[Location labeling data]
+--
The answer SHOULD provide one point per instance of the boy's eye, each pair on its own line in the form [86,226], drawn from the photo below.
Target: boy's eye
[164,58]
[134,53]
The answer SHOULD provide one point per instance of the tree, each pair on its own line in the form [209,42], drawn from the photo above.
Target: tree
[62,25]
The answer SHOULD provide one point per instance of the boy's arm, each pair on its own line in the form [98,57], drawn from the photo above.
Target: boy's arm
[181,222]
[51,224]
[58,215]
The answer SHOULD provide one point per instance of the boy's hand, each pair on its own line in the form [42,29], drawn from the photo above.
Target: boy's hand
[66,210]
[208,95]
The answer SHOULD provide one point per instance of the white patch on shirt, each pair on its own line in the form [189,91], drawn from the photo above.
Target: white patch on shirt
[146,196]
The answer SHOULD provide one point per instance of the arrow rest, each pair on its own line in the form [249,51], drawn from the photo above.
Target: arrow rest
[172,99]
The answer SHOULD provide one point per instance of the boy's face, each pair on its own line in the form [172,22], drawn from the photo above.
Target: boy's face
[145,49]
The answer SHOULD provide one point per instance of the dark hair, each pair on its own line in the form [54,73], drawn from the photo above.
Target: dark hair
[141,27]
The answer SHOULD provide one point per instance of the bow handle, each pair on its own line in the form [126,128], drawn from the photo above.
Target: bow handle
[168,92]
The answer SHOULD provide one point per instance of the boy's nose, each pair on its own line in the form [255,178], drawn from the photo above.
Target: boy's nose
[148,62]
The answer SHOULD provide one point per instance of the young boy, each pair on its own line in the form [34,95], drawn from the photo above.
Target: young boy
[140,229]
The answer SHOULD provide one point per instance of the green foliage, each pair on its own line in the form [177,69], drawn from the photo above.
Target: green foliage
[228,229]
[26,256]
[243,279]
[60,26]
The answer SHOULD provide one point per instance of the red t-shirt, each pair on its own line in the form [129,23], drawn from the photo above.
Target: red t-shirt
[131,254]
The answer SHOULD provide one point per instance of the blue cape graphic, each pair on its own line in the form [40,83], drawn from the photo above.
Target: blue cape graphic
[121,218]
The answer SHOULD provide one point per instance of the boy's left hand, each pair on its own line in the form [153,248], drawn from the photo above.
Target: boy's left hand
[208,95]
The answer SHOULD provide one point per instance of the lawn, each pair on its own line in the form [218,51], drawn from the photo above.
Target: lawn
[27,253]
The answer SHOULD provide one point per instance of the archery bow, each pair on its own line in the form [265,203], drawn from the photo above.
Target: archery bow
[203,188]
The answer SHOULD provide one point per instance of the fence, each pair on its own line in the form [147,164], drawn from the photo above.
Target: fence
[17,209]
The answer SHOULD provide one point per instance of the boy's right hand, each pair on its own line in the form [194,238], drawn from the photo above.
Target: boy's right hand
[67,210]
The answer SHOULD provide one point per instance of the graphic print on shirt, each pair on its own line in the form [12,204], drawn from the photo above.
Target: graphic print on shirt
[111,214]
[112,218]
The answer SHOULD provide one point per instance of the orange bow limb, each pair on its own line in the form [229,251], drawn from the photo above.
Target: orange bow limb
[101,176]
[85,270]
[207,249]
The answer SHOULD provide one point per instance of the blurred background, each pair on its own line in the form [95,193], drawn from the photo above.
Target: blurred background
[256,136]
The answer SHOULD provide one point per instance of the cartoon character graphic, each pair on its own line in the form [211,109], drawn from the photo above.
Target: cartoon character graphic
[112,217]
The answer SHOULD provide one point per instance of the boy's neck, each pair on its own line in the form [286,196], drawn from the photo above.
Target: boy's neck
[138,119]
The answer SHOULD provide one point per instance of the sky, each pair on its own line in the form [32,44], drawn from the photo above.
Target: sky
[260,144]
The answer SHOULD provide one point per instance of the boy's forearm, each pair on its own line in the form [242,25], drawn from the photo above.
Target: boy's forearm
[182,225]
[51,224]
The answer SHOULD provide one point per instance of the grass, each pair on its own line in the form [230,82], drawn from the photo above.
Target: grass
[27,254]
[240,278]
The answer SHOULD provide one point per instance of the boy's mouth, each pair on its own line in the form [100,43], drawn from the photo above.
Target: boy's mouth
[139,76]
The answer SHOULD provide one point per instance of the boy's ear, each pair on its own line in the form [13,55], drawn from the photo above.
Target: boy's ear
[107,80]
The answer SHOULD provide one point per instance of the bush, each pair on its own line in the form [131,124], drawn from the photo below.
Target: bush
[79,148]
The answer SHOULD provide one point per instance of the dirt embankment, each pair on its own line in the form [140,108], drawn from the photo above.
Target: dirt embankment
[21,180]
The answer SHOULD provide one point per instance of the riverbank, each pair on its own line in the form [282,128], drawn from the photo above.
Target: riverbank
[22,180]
+--
## Requirements
Copy out all of the data above word for word, changing nothing.

## Solution to this task
The answer SHOULD provide one point per instance of the boy's eye, each pair on its own line in the form [86,226], drawn from the photo below.
Target: boy's eye
[164,58]
[134,53]
The answer SHOULD provide one point per instance of the tree, each pair on its own line in the form [209,42], drawn from the photo above.
Target: tree
[62,25]
The answer SHOULD provide one point per instance of the boy's arm, each pair on its own line in the form [98,57], drawn from the photo above.
Target: boy's arm
[181,222]
[51,224]
[58,215]
The answer SHOULD provide one point per instance of the boy's hand, each pair on its own line in the form [42,29], drawn from the photo above.
Target: boy's hand
[66,210]
[208,95]
The answer SHOULD provide one point per instance of the white patch on shirt, each pair on its own line in the form [189,91], drawn from the photo above.
Target: white patch on shirt
[146,196]
The answer SHOULD provide one point per instance of the arrow rest, each pair on its own line in the form [249,51], drawn from the photo above.
Target: arrow rest
[172,99]
The answer SHOULD provide one point per instance of the boy's face, each pair on its own line in the form [172,22], drawn from the photo above.
Target: boy's face
[145,49]
The answer SHOULD provide one point per instance of the dark hair, each pair on its own line in the form [54,73], drawn from the photo above.
Target: dark hair
[141,27]
The answer SHOULD provide one point per instance of the bow handle, each pair on its own line in the form [126,128], drawn from the photo above.
Target: bow handle
[168,92]
The answer SHOULD provide one point per instance of the boy's nose, each pair on its own line in the form [255,178], drawn from the photo above.
Target: boy's nose
[148,62]
The answer SHOULD provide one point per instance of the young boy, each pair on its own line in the form [34,95], drawn from the photo above.
Target: young boy
[140,229]
The answer SHOULD provide one point per instance of the green foliage, each pair on its own line in the form [177,69], drawn from the photo above.
Target: green foliage
[228,229]
[26,256]
[243,279]
[60,26]
The answer SHOULD provide one point per instance of the red t-shirt, each pair on its own line in the form [129,23], drawn from the photo above.
Target: red t-shirt
[131,254]
The answer SHOULD provide one point per instance of the blue cape graphic, each pair on its own line in the form [40,83], drawn from the photo above.
Target: blue cape graphic
[121,218]
The answer SHOULD provide one point per instance of the boy's left hand, each pair on its own line in the form [153,248], drawn from the photo above.
Target: boy's left hand
[208,95]
The answer SHOULD provide one point per instance of the lawn, each pair on its own line in the form [218,51], drawn from the photo above.
Target: lawn
[27,253]
The answer SHOULD provide one point per instance of the archery bow, each pair on its own line in the form [265,203], drawn from the photo above.
Target: archery bow
[203,188]
The answer SHOULD provide one point per instance of the fence, each pair on its own line in the form [147,164], drawn from the photo above.
Target: fence
[17,209]
The answer SHOULD provide one point per instance of the boy's right hand, each pair on its own line in the form [194,238], drawn from the photo above.
Target: boy's right hand
[67,210]
The answer SHOULD provide one point per instance of the graphic print on shirt, each pair on its own line in the form [12,204], drawn from the photo above.
Target: graphic print on shirt
[111,214]
[112,218]
The answer SHOULD provide one point per instance of the orange bow limb, each pair on its own line in the form [229,251], drawn from the photo above.
Target: orange bow limb
[101,176]
[85,270]
[207,249]
The answer SHOULD provide one point per instance of the blurred background, each pair on its own line in the form [95,193], drawn from the photo above.
Target: blurred background
[256,136]
The answer SHOULD provide one point per instance of the cartoon character graphic, each pair on its own line in the form [211,109], drawn from the photo above.
Target: cartoon character graphic
[112,217]
The answer SHOULD provide one point per instance of the boy's neck, each pair on its own line in the form [286,196], drawn from the photo above.
Target: boy's neck
[138,119]
The answer SHOULD provide one point per instance of the sky, each pair on its own line in the form [32,44], drawn from the photo above.
Target: sky
[260,144]
The answer SHOULD provide one point per instance of the boy's forearm, each pair on its own line in the form [242,25], drawn from the photo above.
Target: boy's forearm
[182,225]
[51,224]
The answer SHOULD provide one point per instance of the grass, each pair on its own line in the form [230,82], drawn from the photo above.
Target: grass
[27,254]
[240,278]
The answer SHOULD provide one point per instance of the boy's mouth, each pair on its own line in the form [100,43], drawn from the photo above.
Target: boy's mouth
[139,76]
The answer SHOULD provide one point per instance of the boy's ear, each pair on its own line in the form [13,55], drawn from the photo above.
Target: boy's ear
[107,80]
The answer SHOULD provide one point per instance of the bush, each pair on its own line in the form [131,124], drawn from the photo below.
Target: bush
[79,148]
The answer SHOULD provide one point per instance of the dirt embankment, each pair on its own line in the form [140,108], drawn from the photo above.
Target: dirt embankment
[21,180]
The answer SHOULD provide one point per instance of the riverbank, each pair on its own line in the form [282,128], drawn from the photo above.
Target: riverbank
[22,180]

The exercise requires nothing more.